**Objectif:**
Reproduisez mot pour mot l'intégralité du texte ci-dessous sur le parcours politique.

1. Quel ton chemin politique ?

De par mon origine sociale, je suis un ouvrier, un machiniste, un armurier. Pour ce qui concerne mes opinions politiques, je suis un révolutionnaire russe, un communiste. Lorsque j’étais jeune, je suis passé du stade d’activiste de gauche modéré à celui de supporter radical de la lutte armée. J’ai été membre de différentes organisations de gauche - depuis les trotskistes et le CPRF (Parti Communiste de la Fédération Russe) jusqu’au RCYL(b) (Ligue de la Jeunesse Communiste Révolutionnaire - bolchévique) et au RCWP (Parti des Ouvriers Communistes Russes). Suite à la répression des autorités en 1997, je suis allée en prison pour la première fois. Donc, la nouvelle période de ma vie à commencé - la période en prison. Aujourd’hui, j’ai 36 ans et j’ai passé 9 années de ma vie en prison en vertu de quatre condamnations (terrorisme de gauche et traffic d’armes). Cette captivité ukrainienne est déjà mon cinquième emprisonnement. Pour l’instant, je ne sais pas ce qui m’attend : un échange, ou une condamnation, ou une exécution en tant qu’otage, si la guerre s’intensifie. Il y a un totale incertitude.

Enregistrements bruts
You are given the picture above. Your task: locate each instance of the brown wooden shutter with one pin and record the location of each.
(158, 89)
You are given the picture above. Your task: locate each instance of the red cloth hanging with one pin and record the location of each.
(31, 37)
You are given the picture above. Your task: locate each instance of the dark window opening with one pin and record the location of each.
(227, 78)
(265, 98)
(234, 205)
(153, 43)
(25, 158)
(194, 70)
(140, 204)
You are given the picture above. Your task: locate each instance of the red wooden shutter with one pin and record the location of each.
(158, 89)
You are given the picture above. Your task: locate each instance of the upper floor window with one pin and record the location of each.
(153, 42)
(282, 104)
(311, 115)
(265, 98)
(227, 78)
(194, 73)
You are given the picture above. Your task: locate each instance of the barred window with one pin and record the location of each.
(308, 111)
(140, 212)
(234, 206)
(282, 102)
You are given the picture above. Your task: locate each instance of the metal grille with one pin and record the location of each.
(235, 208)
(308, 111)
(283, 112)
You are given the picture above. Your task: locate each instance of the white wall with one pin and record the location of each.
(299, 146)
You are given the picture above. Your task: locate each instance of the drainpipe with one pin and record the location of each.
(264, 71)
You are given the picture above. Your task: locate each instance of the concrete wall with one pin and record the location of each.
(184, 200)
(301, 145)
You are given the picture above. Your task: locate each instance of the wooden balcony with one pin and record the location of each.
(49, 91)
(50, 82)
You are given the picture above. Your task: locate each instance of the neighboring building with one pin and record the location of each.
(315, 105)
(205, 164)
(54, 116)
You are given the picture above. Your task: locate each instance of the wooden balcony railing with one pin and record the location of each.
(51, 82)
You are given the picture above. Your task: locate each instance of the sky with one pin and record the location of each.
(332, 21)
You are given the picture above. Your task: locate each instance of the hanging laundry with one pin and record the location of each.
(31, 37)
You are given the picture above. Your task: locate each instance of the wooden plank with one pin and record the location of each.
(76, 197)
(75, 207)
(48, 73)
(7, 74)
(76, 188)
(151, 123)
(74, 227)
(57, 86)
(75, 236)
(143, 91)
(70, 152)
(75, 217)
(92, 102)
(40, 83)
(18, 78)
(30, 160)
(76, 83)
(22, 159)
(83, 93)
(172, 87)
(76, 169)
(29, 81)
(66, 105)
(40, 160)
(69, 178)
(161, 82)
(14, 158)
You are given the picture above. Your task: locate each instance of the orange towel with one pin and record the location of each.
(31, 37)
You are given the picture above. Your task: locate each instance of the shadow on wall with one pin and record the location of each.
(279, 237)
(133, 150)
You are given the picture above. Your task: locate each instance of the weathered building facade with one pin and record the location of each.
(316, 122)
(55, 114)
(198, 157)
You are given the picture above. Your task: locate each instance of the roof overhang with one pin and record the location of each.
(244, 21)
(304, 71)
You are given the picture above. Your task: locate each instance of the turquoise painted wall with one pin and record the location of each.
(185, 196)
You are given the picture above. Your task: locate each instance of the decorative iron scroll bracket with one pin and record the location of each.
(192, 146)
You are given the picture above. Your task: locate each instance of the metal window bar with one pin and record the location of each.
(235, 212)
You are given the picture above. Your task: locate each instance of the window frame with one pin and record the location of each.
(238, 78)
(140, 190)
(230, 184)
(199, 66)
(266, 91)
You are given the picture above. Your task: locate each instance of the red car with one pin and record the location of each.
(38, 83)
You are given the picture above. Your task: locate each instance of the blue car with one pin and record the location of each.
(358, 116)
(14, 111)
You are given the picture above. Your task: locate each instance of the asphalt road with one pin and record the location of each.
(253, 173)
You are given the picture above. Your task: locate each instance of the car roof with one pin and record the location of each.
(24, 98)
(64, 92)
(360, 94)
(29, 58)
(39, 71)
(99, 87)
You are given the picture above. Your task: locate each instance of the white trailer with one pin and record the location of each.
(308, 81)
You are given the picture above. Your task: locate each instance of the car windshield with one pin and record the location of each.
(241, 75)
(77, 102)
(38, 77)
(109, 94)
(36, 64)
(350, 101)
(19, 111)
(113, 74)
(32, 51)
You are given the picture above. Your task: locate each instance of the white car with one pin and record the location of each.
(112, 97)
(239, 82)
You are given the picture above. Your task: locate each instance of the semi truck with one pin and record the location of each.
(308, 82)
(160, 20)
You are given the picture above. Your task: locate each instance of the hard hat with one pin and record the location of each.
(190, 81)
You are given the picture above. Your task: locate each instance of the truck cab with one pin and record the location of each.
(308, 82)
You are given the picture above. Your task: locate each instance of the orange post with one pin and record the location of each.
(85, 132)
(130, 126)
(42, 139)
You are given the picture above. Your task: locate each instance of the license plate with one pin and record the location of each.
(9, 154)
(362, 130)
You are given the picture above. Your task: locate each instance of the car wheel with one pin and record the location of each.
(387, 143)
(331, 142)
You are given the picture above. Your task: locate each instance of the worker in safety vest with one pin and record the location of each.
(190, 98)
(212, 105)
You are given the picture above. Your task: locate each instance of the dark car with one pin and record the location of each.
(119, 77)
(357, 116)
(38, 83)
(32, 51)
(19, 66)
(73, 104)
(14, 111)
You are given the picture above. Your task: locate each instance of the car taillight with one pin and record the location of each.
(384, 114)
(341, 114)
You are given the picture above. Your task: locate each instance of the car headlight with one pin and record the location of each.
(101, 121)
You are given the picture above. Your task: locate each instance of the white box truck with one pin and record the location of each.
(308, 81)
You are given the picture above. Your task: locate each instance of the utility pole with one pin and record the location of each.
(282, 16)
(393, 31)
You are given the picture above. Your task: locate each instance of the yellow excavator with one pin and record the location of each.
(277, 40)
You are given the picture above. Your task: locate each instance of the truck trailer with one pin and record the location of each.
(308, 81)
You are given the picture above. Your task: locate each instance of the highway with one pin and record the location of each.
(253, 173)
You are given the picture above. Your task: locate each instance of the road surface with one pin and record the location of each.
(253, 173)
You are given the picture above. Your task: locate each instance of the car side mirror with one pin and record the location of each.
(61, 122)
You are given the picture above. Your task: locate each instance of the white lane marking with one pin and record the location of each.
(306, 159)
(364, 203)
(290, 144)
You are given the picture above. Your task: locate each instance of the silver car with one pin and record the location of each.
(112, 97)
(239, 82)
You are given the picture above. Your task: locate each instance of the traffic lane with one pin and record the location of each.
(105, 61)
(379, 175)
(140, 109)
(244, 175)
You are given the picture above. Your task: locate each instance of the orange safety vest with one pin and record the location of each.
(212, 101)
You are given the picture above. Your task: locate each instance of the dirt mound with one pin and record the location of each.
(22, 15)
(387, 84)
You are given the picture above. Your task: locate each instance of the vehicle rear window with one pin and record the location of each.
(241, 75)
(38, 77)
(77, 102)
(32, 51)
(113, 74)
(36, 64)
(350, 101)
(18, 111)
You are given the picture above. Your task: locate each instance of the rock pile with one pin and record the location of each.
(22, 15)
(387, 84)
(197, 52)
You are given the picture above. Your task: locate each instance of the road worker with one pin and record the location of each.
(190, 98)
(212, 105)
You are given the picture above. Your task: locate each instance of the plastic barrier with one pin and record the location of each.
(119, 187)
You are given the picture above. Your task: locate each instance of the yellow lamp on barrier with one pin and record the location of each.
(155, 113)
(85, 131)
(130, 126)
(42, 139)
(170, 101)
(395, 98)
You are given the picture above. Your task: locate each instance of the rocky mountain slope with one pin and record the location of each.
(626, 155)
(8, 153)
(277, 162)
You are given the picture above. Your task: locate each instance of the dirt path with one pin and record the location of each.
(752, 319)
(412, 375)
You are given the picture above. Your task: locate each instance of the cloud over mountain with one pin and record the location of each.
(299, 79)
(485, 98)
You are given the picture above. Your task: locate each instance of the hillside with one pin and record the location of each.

**Réponse:**
1. Quel ton chemin politique ?

De par mon origine sociale, je suis un ouvrier, un machiniste, un armurier. Pour ce qui concerne mes opinions politiques, je suis un révolutionnaire russe, un communiste. Lorsque j’étais jeune, je suis passé du stade d’activiste de gauche modéré à celui de supporter radical de la lutte armée. J’ai été membre de différentes organisations de gauche - depuis les trotskistes et le CPRF (Parti Communiste de la Fédération Russe) jusqu’au RCYL(b) (Ligue de la Jeunesse Communiste Révolutionnaire - bolchévique) et au RCWP (Parti des Ouvriers Communistes Russes). Suite à la répression des autorités en 1997, je suis allée en prison pour la première fois. Donc, la nouvelle période de ma vie à commencé - la période en prison. Aujourd’hui, j’ai 36 ans et j’ai passé 9 années de ma vie en prison en vertu de quatre condamnations (terrorisme de gauche et traffic d’armes). Cette captivité ukrainienne est déjà mon cinquième emprisonnement. Pour l’instant, je ne sais pas ce qui m’attend : un échange, ou une condamnation, ou une exécution en tant qu’otage, si la guerre s’intensifie. Il y a un totale incertitude.